PROBLEM TO SOLVE →
Copy the entries from the line with "In this exercise you will indicate the brick" through the end of the entries, changing every "instance" to "object" and keeping everything else the same.

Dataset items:
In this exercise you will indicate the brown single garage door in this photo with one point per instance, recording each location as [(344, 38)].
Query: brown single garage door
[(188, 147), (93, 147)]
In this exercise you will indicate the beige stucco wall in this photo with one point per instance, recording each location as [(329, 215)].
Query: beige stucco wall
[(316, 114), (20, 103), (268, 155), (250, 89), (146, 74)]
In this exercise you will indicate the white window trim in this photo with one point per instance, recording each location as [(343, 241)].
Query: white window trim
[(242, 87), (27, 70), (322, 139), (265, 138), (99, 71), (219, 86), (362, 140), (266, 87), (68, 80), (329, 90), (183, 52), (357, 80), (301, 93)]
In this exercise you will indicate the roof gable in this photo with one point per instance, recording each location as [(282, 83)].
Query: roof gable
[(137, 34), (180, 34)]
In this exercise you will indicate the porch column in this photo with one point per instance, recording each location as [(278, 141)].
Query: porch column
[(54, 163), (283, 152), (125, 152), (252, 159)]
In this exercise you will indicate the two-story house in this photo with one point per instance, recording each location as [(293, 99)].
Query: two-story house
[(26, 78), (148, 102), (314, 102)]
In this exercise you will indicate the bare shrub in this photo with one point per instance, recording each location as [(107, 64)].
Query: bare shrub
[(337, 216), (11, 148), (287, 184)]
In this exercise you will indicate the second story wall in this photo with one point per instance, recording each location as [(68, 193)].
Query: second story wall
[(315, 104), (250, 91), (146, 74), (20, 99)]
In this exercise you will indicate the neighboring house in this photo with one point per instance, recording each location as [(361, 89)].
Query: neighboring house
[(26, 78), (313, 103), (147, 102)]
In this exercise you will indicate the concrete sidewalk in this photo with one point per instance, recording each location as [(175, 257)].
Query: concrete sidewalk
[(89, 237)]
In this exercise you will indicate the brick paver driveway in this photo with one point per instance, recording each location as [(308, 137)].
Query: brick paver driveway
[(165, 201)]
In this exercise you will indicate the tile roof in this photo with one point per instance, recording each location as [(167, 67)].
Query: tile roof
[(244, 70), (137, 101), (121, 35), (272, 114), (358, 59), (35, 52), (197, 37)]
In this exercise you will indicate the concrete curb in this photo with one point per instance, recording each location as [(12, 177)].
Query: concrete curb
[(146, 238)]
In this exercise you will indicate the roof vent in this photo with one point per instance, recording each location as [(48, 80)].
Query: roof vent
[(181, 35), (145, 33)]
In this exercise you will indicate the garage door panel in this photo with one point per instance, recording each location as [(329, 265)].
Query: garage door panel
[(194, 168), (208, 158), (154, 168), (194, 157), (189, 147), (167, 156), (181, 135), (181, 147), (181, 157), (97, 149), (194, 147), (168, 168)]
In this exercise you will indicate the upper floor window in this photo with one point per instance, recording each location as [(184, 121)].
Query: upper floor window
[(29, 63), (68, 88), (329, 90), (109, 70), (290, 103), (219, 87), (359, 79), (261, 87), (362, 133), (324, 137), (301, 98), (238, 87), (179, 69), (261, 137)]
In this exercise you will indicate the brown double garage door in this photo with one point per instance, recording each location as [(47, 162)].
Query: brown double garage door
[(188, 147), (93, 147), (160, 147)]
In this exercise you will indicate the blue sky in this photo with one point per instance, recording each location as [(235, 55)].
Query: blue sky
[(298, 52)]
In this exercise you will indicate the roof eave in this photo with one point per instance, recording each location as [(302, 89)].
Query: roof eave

TASK OUTPUT →
In this exercise you will indicate the brick paver driveway in this photo with one point per object, recording each location as [(308, 137)].
Query: brick paver driveway
[(165, 201)]
In this exercise you will indicate the tile roof in this photo with one point per object, recording each location as [(167, 67)].
Query: tile roof
[(244, 70), (137, 101), (121, 35), (272, 114), (358, 59), (35, 52), (197, 37)]
In this exercise you will indicate the concrete curb in this photo with one point per object, recording each location as [(12, 177)].
Query: concrete curb
[(146, 238)]
In this exercise you will indicate the roof vent in this photo with one point per object, recording each location as [(48, 80)].
Query: roof vent
[(181, 35), (145, 33)]
In this exercise you will indicate the garage door panel in this photo with one point per object, recording each location as [(329, 265)].
Query: garage door panel
[(194, 168), (208, 158), (154, 168), (194, 157), (189, 147), (167, 156), (181, 135), (181, 147), (181, 157), (97, 149), (194, 147), (168, 168)]
In this exercise you will indicate the upper floor window in this photo with one point per object, recording each location as [(184, 121)].
Query: upper floor window
[(29, 63), (68, 88), (329, 90), (109, 70), (290, 103), (219, 87), (359, 79), (261, 87), (362, 133), (324, 137), (301, 98), (238, 87), (179, 69), (261, 137)]
In this exercise you will indicate the brown double garage door in this photo with one point per object, recording each location as [(47, 162)].
Query: brown double garage door
[(188, 147), (93, 147), (160, 147)]
In this exercise you will indicate the blue sky in this photo with one point per object, recording each location as [(235, 55)].
Query: blue sky
[(298, 52)]
In this exercise you will indicate the roof eave in this photo with one point per object, recording each location as [(302, 89)].
Query: roof eave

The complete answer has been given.